*Prompt*
Reproduce every one of the entries below word for word, leaving each line unchanged.

*Raw data*
** start **

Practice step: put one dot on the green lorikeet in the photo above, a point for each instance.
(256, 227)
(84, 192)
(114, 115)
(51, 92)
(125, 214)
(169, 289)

** end **

*Answer*
Practice step: put one dot on the green lorikeet in the photo above, a point for each instance.
(256, 227)
(84, 192)
(114, 115)
(51, 92)
(125, 214)
(169, 289)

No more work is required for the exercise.